What you will do = Every entry must be given again exactly.
===============
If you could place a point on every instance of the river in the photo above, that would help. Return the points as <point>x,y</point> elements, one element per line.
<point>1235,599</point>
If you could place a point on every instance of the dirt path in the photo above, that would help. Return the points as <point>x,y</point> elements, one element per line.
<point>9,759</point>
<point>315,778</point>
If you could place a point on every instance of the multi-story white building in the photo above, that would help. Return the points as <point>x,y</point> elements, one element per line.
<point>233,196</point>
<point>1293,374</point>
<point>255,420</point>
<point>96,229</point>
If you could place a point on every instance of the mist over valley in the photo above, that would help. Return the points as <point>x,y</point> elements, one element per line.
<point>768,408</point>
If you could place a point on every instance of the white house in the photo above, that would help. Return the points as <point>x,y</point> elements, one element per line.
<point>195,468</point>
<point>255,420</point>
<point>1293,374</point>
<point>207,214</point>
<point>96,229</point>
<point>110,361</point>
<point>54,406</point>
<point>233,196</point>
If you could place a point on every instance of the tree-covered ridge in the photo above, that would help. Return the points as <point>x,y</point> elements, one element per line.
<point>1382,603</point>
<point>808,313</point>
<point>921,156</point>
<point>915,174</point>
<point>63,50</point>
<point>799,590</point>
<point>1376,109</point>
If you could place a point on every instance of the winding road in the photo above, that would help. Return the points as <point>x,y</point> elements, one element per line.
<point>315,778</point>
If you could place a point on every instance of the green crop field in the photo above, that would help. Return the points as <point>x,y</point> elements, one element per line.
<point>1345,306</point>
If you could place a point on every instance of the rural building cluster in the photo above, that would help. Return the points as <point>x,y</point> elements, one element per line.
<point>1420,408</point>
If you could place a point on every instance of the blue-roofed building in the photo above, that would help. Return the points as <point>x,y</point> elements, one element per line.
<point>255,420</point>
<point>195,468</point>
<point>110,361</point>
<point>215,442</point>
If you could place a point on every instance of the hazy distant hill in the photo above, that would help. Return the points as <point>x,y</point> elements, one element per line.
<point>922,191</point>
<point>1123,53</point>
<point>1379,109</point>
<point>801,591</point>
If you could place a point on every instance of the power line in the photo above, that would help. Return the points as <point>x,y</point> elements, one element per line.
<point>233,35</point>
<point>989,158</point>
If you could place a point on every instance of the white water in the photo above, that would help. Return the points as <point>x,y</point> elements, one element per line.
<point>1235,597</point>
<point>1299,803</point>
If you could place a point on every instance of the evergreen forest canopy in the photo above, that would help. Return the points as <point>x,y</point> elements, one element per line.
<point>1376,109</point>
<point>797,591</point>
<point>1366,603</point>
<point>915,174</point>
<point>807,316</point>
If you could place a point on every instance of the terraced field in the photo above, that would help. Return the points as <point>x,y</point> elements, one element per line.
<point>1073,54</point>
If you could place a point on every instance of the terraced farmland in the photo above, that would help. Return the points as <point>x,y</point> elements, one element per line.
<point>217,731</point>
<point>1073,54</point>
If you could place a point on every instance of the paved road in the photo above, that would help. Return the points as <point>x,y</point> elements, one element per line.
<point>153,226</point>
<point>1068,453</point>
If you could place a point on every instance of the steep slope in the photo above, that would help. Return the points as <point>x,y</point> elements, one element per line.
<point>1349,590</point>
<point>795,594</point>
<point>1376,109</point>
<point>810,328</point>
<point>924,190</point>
===============
Expected answer =
If you could place a point on every instance of the river in the photo above, that would help. Return the points as <point>x,y</point> elements, one element per line.
<point>1235,599</point>
If you could place a point on every instance of the dirt path in the photo above, that would help. Return the points as <point>x,y</point> elements, one element per line.
<point>9,759</point>
<point>315,778</point>
If you could place a point on every instance of the multi-story white building in the photo above, that would help. Return the points as <point>x,y</point> elements, one element per line.
<point>233,196</point>
<point>1293,374</point>
<point>255,420</point>
<point>96,229</point>
If you could place a point on every instance of the mist over valley in the photo above, that would help. Return the points as <point>x,y</point> elements, one element per line.
<point>768,408</point>
If you could place a point on every instance of the white house in the photo above, that would help. Return the points as <point>x,y</point> elements, one element per line.
<point>195,468</point>
<point>255,420</point>
<point>1293,374</point>
<point>207,214</point>
<point>96,229</point>
<point>110,361</point>
<point>54,406</point>
<point>233,196</point>
If you could place a point on every instance of the tree-covered ridge in the photo above, that would help. Return the points as <point>x,y</point> elements, one element per line.
<point>1382,603</point>
<point>808,313</point>
<point>921,156</point>
<point>915,174</point>
<point>63,50</point>
<point>799,590</point>
<point>1376,109</point>
If you could place a point on every instance of the winding road in the photo above, that would help. Return the points as <point>x,y</point> elements, one element per line.
<point>315,778</point>
If you could place a point on every instance of the green crop field in the photo above, that would help. Return the points as <point>x,y</point> elements, one element per line.
<point>1345,306</point>
If you could place a point on every instance of the rural building cluster in the photo above, that would help. Return the points as <point>x,y</point> elements, one element per line.
<point>1420,408</point>
If you could place a point on every instance of the blue-roofed building in the photo above, that would help. Return the points as <point>x,y</point> elements, one element per line.
<point>255,420</point>
<point>195,468</point>
<point>110,361</point>
<point>215,442</point>
If you could place a point on every instance of the hazy distant hill in the photo above, that would help. Return the points as <point>x,y</point> elements, one element per line.
<point>922,191</point>
<point>1123,53</point>
<point>1379,109</point>
<point>801,591</point>
If you could place a point on every instance of the power line in the photo above, that would help. Return the points as <point>x,y</point> elements, one element per line.
<point>233,35</point>
<point>989,158</point>
If you could place a point on every instance of the white water in the photo above, that would help. Return the points as <point>x,y</point> elements, one element per line.
<point>1235,597</point>
<point>1299,803</point>
If you could place a point on every instance of the evergreen forest canopy in the photo above, that would help. Return the points as <point>x,y</point> elements, one element per line.
<point>1376,109</point>
<point>797,591</point>
<point>1366,603</point>
<point>915,174</point>
<point>807,316</point>
If you could place a point on every instance of the terraced field in the photo above, that would help. Return the points as <point>x,y</point> elements, one element per line.
<point>1073,54</point>
If you could place a point on every instance of the terraced farmland in the photo above, that would help. Return the points as <point>x,y</point> elements, one element per line.
<point>217,731</point>
<point>1073,54</point>
If you could place a point on every instance of the paved road in the photo above, that would help. Return the points as <point>x,y</point> elements, one element per line.
<point>153,226</point>
<point>1068,453</point>
If you could place a point on every instance of the steep slope in the photo above, that would help. Return the points as <point>x,y</point> elements, one element per line.
<point>1349,590</point>
<point>795,594</point>
<point>1376,109</point>
<point>810,328</point>
<point>924,190</point>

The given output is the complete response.